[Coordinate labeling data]
· · · · ·
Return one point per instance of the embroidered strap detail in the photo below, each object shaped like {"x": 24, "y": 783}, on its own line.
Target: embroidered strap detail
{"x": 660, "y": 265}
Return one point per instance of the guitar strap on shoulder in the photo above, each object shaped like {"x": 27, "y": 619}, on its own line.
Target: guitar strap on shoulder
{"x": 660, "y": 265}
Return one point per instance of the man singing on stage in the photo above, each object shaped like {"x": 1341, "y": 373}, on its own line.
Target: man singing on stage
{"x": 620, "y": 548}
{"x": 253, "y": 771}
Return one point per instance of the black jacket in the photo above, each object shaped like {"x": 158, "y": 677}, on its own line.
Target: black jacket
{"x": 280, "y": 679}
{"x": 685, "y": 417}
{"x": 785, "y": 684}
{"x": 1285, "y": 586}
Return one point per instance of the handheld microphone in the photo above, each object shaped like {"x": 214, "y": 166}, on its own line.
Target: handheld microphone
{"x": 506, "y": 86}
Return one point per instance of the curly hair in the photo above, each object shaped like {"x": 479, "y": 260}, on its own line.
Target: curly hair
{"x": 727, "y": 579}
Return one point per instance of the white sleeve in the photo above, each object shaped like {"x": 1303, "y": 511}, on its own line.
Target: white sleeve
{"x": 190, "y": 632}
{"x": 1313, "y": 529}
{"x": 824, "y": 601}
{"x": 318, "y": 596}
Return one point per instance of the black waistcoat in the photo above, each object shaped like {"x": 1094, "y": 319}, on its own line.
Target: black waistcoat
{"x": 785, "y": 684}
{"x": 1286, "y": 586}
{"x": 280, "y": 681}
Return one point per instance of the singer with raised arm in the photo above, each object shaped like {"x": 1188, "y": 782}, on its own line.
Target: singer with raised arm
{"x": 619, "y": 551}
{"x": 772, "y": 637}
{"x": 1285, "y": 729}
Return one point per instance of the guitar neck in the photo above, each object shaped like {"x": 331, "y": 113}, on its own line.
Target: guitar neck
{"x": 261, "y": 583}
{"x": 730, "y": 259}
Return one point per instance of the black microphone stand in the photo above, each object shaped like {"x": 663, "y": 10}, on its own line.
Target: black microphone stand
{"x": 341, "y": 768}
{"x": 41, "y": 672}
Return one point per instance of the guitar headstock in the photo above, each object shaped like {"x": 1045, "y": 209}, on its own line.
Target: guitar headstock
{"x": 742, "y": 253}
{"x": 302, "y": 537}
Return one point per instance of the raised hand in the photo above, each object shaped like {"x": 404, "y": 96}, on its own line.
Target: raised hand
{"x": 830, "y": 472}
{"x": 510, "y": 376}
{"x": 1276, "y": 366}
· · · · ·
Reproduce the material exactly, with every line intact.

**FULL SOLUTION**.
Return one point per instance of the embroidered strap detail in the photo below, each object shaped like {"x": 24, "y": 783}, on its own line.
Target: embroidered strap detail
{"x": 660, "y": 265}
Return one point per instance of the guitar strap on shoulder in the photo above, each object shaped like {"x": 27, "y": 619}, on its own line.
Target: guitar strap on shoulder
{"x": 660, "y": 265}
Return one point per instance of the man singing on stage in the photo above, each object shaped like {"x": 1341, "y": 373}, on its own line.
Target: man singing on stage
{"x": 620, "y": 548}
{"x": 253, "y": 771}
Return one point per instance of the black jacket in the photo above, each object shaped like {"x": 158, "y": 677}, on its own line.
Target: black jacket
{"x": 280, "y": 679}
{"x": 685, "y": 417}
{"x": 785, "y": 684}
{"x": 1285, "y": 586}
Return one point per instance of the handheld microphone in the photo above, each object shaped like {"x": 214, "y": 166}, on its own line.
Target: handheld microphone
{"x": 506, "y": 86}
Return one point per instance of the curly hair in the photo above, each object shaped like {"x": 479, "y": 260}, on its own line.
Target: curly hair
{"x": 727, "y": 579}
Return one point per instance of the white sleeve in the photo above, each object shaped like {"x": 1303, "y": 511}, on its own line.
Target: white sleeve
{"x": 190, "y": 632}
{"x": 1313, "y": 529}
{"x": 824, "y": 601}
{"x": 318, "y": 596}
Return one point per instance of the black waistcoat in the photo above, each object shaped like {"x": 1094, "y": 319}, on its own line.
Target: black waistcoat
{"x": 785, "y": 684}
{"x": 1286, "y": 586}
{"x": 280, "y": 681}
Return one point per instance of the singer with raised arm in the photo above, each object shaped like {"x": 1188, "y": 782}, on its own line.
Target: singer with raised arm
{"x": 619, "y": 551}
{"x": 772, "y": 637}
{"x": 1285, "y": 729}
Return one point per instance of the guitar neck in the photo above, each object shaped like {"x": 331, "y": 113}, on its own line.
Target: guitar neck
{"x": 261, "y": 583}
{"x": 730, "y": 259}
Return one point per instance of the black microphone stand in the photo above, each object shaped like {"x": 663, "y": 10}, on its own line.
Target: black microphone stand
{"x": 341, "y": 768}
{"x": 41, "y": 672}
Return one point per instance of the guitar headstock in the photo above, each object shaped like {"x": 1045, "y": 209}, on its own line.
Target: guitar headstock
{"x": 742, "y": 253}
{"x": 302, "y": 537}
Return one point per instance of the raised hand in the photo above, each object shaped like {"x": 404, "y": 96}, on its own line.
Target: raised hand
{"x": 830, "y": 472}
{"x": 510, "y": 376}
{"x": 1276, "y": 366}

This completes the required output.